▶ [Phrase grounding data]
↓↓↓
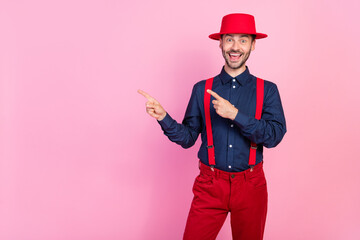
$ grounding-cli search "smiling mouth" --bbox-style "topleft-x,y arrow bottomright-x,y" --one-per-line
228,52 -> 243,61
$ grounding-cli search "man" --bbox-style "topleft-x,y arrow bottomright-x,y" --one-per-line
138,13 -> 286,240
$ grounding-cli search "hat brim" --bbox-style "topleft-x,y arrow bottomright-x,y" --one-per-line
209,32 -> 268,40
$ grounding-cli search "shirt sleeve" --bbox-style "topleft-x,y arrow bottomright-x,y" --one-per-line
157,83 -> 203,149
233,82 -> 287,148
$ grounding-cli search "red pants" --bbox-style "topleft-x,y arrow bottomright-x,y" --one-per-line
183,161 -> 268,240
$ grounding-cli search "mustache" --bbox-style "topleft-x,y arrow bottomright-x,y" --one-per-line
226,51 -> 243,54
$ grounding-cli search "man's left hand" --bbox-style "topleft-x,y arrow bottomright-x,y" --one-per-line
207,89 -> 238,121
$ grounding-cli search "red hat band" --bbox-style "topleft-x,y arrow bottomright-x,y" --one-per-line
209,13 -> 267,40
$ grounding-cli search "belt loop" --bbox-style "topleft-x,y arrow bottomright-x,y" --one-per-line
211,166 -> 218,179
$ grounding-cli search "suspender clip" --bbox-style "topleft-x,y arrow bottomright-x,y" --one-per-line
250,144 -> 258,150
207,145 -> 214,149
249,165 -> 255,172
210,165 -> 215,171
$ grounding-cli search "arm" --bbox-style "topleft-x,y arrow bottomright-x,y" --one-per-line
138,85 -> 202,149
233,83 -> 287,148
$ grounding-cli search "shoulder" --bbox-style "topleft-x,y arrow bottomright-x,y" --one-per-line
191,78 -> 209,94
263,79 -> 278,93
258,78 -> 283,104
193,79 -> 206,89
251,75 -> 277,89
250,74 -> 279,92
250,74 -> 281,101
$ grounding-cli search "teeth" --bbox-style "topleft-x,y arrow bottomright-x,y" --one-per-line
230,53 -> 241,56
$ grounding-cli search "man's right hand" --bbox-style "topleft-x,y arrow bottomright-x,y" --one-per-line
138,89 -> 167,121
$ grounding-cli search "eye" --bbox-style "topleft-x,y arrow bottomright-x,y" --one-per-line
226,38 -> 232,42
241,39 -> 247,44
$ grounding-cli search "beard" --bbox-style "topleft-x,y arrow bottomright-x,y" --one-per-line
222,48 -> 251,70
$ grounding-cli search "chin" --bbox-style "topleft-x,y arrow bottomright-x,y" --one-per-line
228,62 -> 243,69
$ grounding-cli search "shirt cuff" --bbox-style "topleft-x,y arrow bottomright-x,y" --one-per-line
233,110 -> 253,128
157,113 -> 174,130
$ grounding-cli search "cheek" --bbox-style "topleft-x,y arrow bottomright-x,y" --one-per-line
243,45 -> 252,53
222,45 -> 231,53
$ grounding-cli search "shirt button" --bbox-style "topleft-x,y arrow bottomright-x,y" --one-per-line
231,174 -> 235,178
232,79 -> 236,82
233,85 -> 236,88
229,145 -> 232,148
230,124 -> 234,127
228,165 -> 232,169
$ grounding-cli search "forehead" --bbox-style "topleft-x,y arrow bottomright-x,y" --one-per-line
223,34 -> 251,38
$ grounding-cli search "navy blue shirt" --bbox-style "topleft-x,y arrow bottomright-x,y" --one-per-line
158,66 -> 287,172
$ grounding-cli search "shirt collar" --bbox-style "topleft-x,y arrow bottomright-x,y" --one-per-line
219,66 -> 251,86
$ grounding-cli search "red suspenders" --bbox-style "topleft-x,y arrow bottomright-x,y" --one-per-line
204,78 -> 215,166
249,78 -> 264,167
204,77 -> 264,168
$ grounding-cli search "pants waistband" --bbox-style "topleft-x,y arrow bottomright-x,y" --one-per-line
199,161 -> 263,180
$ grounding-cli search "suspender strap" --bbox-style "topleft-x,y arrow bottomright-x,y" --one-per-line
↑↑↑
The entries above must be restated exactly in the answer, and the pictures left out.

▶ [OUTPUT FOR THIS TASK]
$ grounding-cli search "smiling mouth" --bbox-style "topleft-x,y arrow bottomright-x,y" --one-per-line
228,52 -> 243,61
$ grounding-cli search "man" --bbox-style "topleft-x,y arrow bottomright-x,y" --one-per-line
138,13 -> 286,240
$ grounding-cli search "hat brim" --bbox-style "topleft-x,y arrow bottomright-x,y" --one-per-line
209,32 -> 268,40
$ grounding-cli search "shirt sleeve" --bbox-style "topleft-x,y arrow bottomright-x,y" --one-per-line
157,83 -> 203,149
233,82 -> 287,148
$ grounding-cli search "red pants" --bbox-style "topleft-x,y arrow bottomright-x,y" --one-per-line
183,161 -> 268,240
$ grounding-cli search "mustache" --bbox-style "topleft-x,y arrow bottomright-x,y" --one-per-line
226,51 -> 243,54
$ grounding-cli search "man's left hand" --bbox-style "topleft-x,y arrow bottomright-x,y" --one-per-line
207,89 -> 238,121
$ grounding-cli search "red hat band" --bbox-style "topleft-x,y arrow bottomright-x,y" --one-per-line
209,13 -> 267,40
$ grounding-cli search "belt loop" --bbox-style "topleft-x,y arrow bottomright-x,y" --one-per-line
211,166 -> 218,179
$ grounding-cli search "suspender clip" --bbox-style "topleft-x,y arrow bottomright-x,y" --one-per-line
250,144 -> 258,150
207,145 -> 214,149
249,165 -> 255,172
210,165 -> 215,171
$ grounding-cli search "arm" --bbox-style "topleft-x,y arrow bottomright-x,y" --one-per-line
138,85 -> 202,149
233,83 -> 287,148
$ grounding-cli search "shoulder" --bbox-style "topleft-x,y arrow bottomright-x,y" --one-per-line
191,78 -> 209,94
263,79 -> 278,93
258,78 -> 283,104
193,79 -> 206,89
251,75 -> 277,89
250,74 -> 279,92
250,74 -> 281,101
$ grounding-cli search "teeth" --bbox-style "topleft-x,y arrow bottomright-x,y" --one-per-line
230,53 -> 241,56
$ grounding-cli search "man's right hand" --bbox-style "topleft-x,y arrow bottomright-x,y" --one-per-line
138,89 -> 167,121
$ grounding-cli search "eye" --bbox-style "topleft-x,y arrow bottomright-x,y" --one-per-line
226,38 -> 232,42
241,39 -> 247,44
$ grounding-cli search "beard" --bbox-style "topleft-x,y arrow bottomright-x,y" --one-per-line
222,48 -> 251,70
$ grounding-cli search "chin" --bbox-style "topleft-x,y arrow bottomright-x,y" --one-per-line
228,62 -> 243,69
$ grounding-cli search "shirt cuff" --bbox-style "topleft-x,y arrow bottomright-x,y" --one-per-line
233,110 -> 253,128
157,113 -> 174,130
$ grounding-cli search "cheek" --bbox-style "topleft-x,y arrow bottomright-x,y" --one-per-line
243,45 -> 252,53
222,45 -> 231,53
$ grounding-cli search "shirt button" --bbox-style "topleft-x,y arrow bottomright-x,y" --one-per-line
231,174 -> 235,178
232,79 -> 236,82
233,85 -> 236,88
229,145 -> 232,148
230,124 -> 234,127
228,165 -> 232,169
$ grounding-cli search "forehead" --bbox-style "topleft-x,y arrow bottomright-x,y" --one-per-line
223,34 -> 251,38
$ grounding-cli search "navy blue shirt" --bbox-style "topleft-x,y arrow bottomright-x,y" --one-per-line
158,66 -> 287,172
$ grounding-cli search "shirt collar" --bbox-style "topleft-x,y arrow bottomright-x,y" --one-per-line
219,66 -> 251,86
$ grounding-cli search "red suspenders" --bbox-style "topleft-x,y arrow bottomright-x,y" --one-per-line
204,78 -> 215,166
249,78 -> 264,167
204,77 -> 264,168
$ grounding-cli search "pants waistband" --bbox-style "topleft-x,y arrow bottomright-x,y" --one-per-line
199,161 -> 263,180
$ grounding-cli search "suspender strap" --bbox-style "topleft-x,y arrow bottomright-x,y" --one-per-line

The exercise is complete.